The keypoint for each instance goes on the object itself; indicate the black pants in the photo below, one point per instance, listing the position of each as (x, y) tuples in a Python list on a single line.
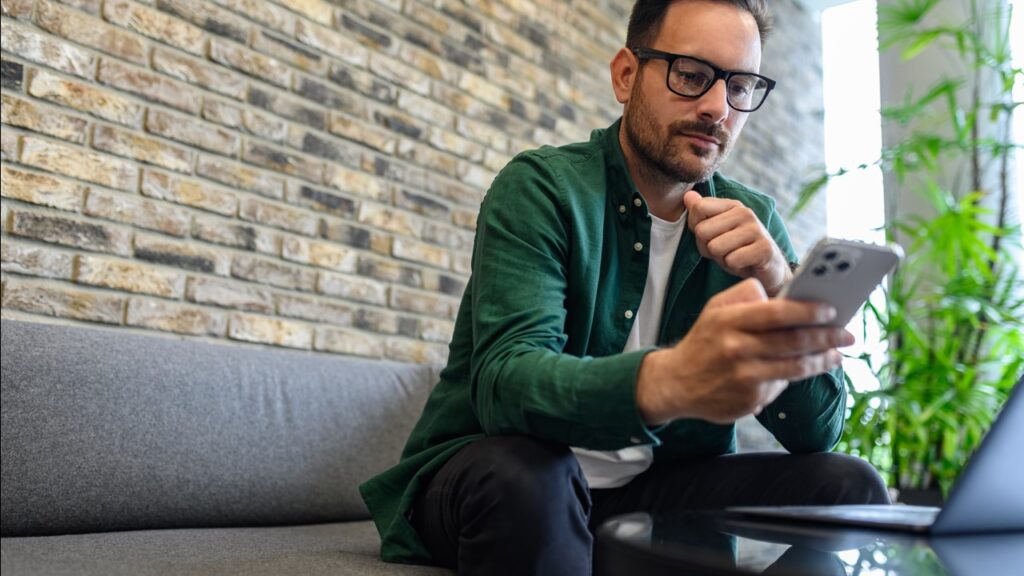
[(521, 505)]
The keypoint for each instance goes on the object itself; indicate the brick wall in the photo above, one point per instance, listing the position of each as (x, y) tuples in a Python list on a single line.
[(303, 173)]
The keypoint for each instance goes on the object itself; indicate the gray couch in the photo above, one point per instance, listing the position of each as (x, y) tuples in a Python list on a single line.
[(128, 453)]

- - -

**TASK OBJECTIVE:** Reproduce each entry exactly, without the pictures.

**RESPONSE TO THIS EXERCISE:**
The keypoint for each instance goes on the object itself; indicate the black pants in the photo below, one point per instance, listing the position of each as (x, y) tuples in a Python list on a single line.
[(521, 505)]
The keypoint for each instance goes on the object itself; indicate the brick wall in the photo above, one point per instance, listing the position of each as (x, y) tuples in a Python list on a single line.
[(303, 173)]
The keypoint for each instance goes on the object itself; indicate the gray couch in the photo above, one point per instance, listing the position of each as (x, y) tuples in a Python list on a single line.
[(128, 453)]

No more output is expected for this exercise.